▶ _Testo fornito_
▼▼▼
Co.Mo.Do. è un collettivo nato nel 2003 a seguito di un percorso di lavoro e formazione avviato nel carcere di massima sicurezza di Spoleto. Facevamo formazione in campo editoriale e grafico ai detenuti per avviarli a un percorso di reinserimento lavorativo, alternativo alla pura detenzione. Ci siamo resi conto come quella che per molti era semplice disciplina, in quel contesto diventava uno strumento di riscatto e reintegrazione. Il nome Co.Mo.Do. nasce da questa presa di coscienza. Da quel momento non ci siamo più dimenticati di quanto sia importante coniugare sempre nel processo progettuale, design del linguaggio visivo e design dei contenuti.

Sicuramente il metodo di lavoro che avete strutturato è abbastanza differente dalla logica dello studio di design, anche perché dal sito risulta che la sede di Co.Mo.Do è dislocata in tre differenti città. Come è stato impostato il work flow e quanto questo è cambiato negli anni?
▲▲▲
▶ _Dati grezzi_
▼▼▼
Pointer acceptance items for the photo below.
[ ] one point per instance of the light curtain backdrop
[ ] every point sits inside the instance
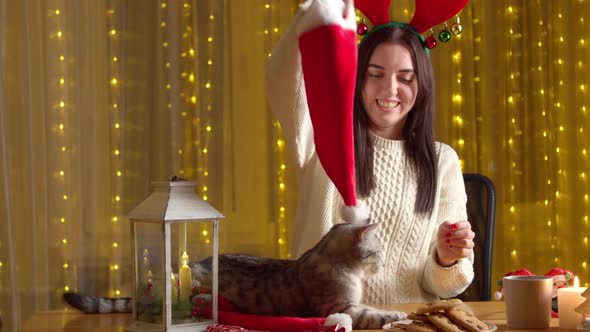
(99, 98)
▲▲▲
▶ _Compito richiesto_
Stabilisca se ciascuna delle affermazioni seguenti concorda con il brano su Co.Mo.Do., rispondendo sì o no e citando fedelmente le parole decisive del brano. (a) Il collettivo è nato nel 2003. (b) La formazione offerta ai detenuti riguardava il campo musicale. (c) Il carcere in cui si svolgeva il percorso era di massima sicurezza.

▶ _Risposta al compito_
(a) Sì: "Co.Mo.Do. è un collettivo nato nel 2003".
(b) No: "Facevamo formazione in campo editoriale e grafico ai detenuti".
(c) Sì: "nel carcere di massima sicurezza di Spoleto".